Entri Populer

Senin, 31 Januari 2011

Palembangku; Indah dibawah, namun tak seindah di atas.



Tidak bisa di pungkiri keberhasilan kota Palembang saat ini memang patut di ajungi jempol, lihat saja dengan banyaknya piala Adipura yang berjejer menghiasi citra kota Palembang sebagai kota yang Bersih, ditambah lagi pada Tahun 2010 silam, Salah satu taman kota, Taman Kambang Iwak, dicap menjadi taman terbaik di Indonesia. Jadi sudah sangat wajar jika Pemerintah kota Palembang berdikari untuk menjadikan kota tua ini sebagai kota terbersih di Asia Tenggara.
- - - -
§ SOAL DAN TUGAS:
1) Kutip tanpa perubahan bagian tulisan tentang Palembang yang dibuka dengan kata-kata berisi "Entri Populer" dan ditutup dengan "di Asia Tenggara.".
2) Menurut tulisan tentang Palembang, mengapa wajar jika Pemerintah kota Palembang berupaya menjadikan kota itu yang terbersih di Asia Tenggara? Jawab dalam satu sampai tiga kalimat.
3) Teruskan tulisan tentang Palembang, mulai setelah kalimat terakhir yang ditampilkan.
- - - -
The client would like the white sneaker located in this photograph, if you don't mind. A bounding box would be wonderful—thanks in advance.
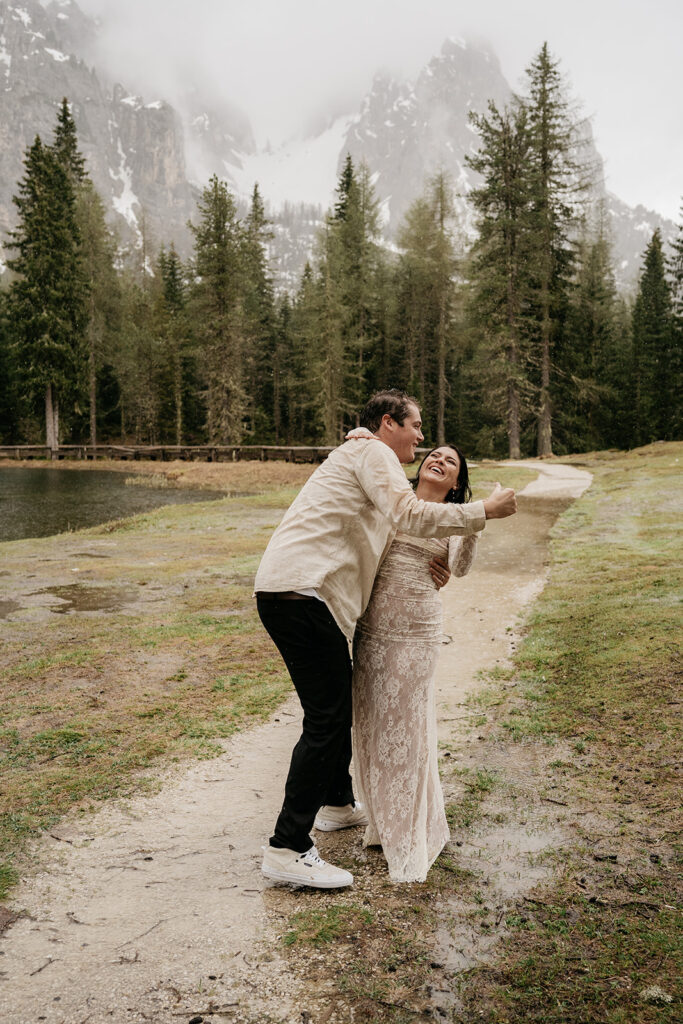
[261,846,353,889]
[313,800,368,831]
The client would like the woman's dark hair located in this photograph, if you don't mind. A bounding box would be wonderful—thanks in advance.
[358,387,420,431]
[411,444,472,505]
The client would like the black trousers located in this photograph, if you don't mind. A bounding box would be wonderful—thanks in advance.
[256,595,353,853]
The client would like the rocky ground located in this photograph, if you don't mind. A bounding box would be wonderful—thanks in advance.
[0,463,590,1024]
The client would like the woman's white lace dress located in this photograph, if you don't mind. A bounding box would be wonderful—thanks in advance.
[353,534,477,882]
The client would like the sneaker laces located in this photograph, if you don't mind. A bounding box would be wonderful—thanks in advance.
[301,846,325,866]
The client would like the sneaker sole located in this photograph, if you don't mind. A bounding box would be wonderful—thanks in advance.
[313,818,368,831]
[261,867,353,889]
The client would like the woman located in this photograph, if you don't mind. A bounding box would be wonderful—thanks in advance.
[353,445,478,882]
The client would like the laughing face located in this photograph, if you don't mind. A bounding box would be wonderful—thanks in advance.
[420,445,460,495]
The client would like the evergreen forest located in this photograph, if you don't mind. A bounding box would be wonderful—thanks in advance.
[0,44,683,458]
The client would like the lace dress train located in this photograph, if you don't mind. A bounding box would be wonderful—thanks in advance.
[353,535,477,882]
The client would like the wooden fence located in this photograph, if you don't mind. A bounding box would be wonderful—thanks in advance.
[0,444,333,462]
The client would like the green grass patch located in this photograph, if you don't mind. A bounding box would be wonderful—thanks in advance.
[0,488,291,905]
[445,768,501,828]
[453,444,683,1024]
[283,903,374,946]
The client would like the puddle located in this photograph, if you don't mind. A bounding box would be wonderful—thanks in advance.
[0,598,22,618]
[434,824,564,1016]
[34,583,138,615]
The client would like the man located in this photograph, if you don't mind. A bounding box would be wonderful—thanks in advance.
[254,389,516,889]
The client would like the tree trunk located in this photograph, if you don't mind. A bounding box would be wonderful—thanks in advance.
[537,281,553,457]
[45,384,59,452]
[272,343,282,444]
[88,322,97,449]
[508,381,521,459]
[538,331,553,456]
[45,384,56,451]
[436,294,445,444]
[173,352,182,446]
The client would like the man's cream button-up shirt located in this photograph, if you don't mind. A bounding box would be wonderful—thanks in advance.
[254,430,486,640]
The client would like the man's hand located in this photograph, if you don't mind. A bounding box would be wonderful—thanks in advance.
[483,483,517,519]
[429,555,451,590]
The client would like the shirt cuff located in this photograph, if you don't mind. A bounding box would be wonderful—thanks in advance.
[468,501,486,534]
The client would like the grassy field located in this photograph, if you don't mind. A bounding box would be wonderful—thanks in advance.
[273,444,683,1024]
[0,444,683,1024]
[0,463,535,898]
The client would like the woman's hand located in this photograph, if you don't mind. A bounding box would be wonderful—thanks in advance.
[429,555,451,590]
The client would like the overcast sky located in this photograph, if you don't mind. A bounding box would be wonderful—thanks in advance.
[78,0,683,220]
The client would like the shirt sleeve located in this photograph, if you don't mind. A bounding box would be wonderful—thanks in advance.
[449,534,479,577]
[355,440,486,537]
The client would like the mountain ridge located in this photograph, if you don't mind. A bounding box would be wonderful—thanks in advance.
- - - -
§ JAWABAN:
1)
Entri Populer

Senin, 31 Januari 2011

Palembangku; Indah dibawah, namun tak seindah di atas.



Tidak bisa di pungkiri keberhasilan kota Palembang saat ini memang patut di ajungi jempol, lihat saja dengan banyaknya piala Adipura yang berjejer menghiasi citra kota Palembang sebagai kota yang Bersih, ditambah lagi pada Tahun 2010 silam, Salah satu taman kota, Taman Kambang Iwak, dicap menjadi taman terbaik di Indonesia. Jadi sudah sangat wajar jika Pemerintah kota Palembang berdikari untuk menjadikan kota tua ini sebagai kota terbersih di Asia Tenggara.

2) Palembang telah meraih banyak piala Adipura yang mengukuhkan citranya sebagai kota yang bersih. Selain itu, pada tahun 2010 Taman Kambang Iwak dinobatkan sebagai taman terbaik di Indonesia.

3)
Keberhasilan ini tidak terpisahkan dari kinerja Pemkot yang terus melakukan pembenahan di sana – sini. Pembukaan PON tahun 2004 silam dijadikan momentum bangkitnya kota Palembang dari keterpurukan, alhasil kota Palembang yang sering kali di citrakan sebagai kota dengan kriminalitas tinggi dan kebersihannya yang kurang terurus sebelum tahun 2000an, berubah menjadi kota internasional yang berbudaya, religius dan mandiri, di tambah lagi dengan momen Sea Games mendatang, titik keberhasilan kota Palembang di dengungkan tak lama lagi bakal terwujud.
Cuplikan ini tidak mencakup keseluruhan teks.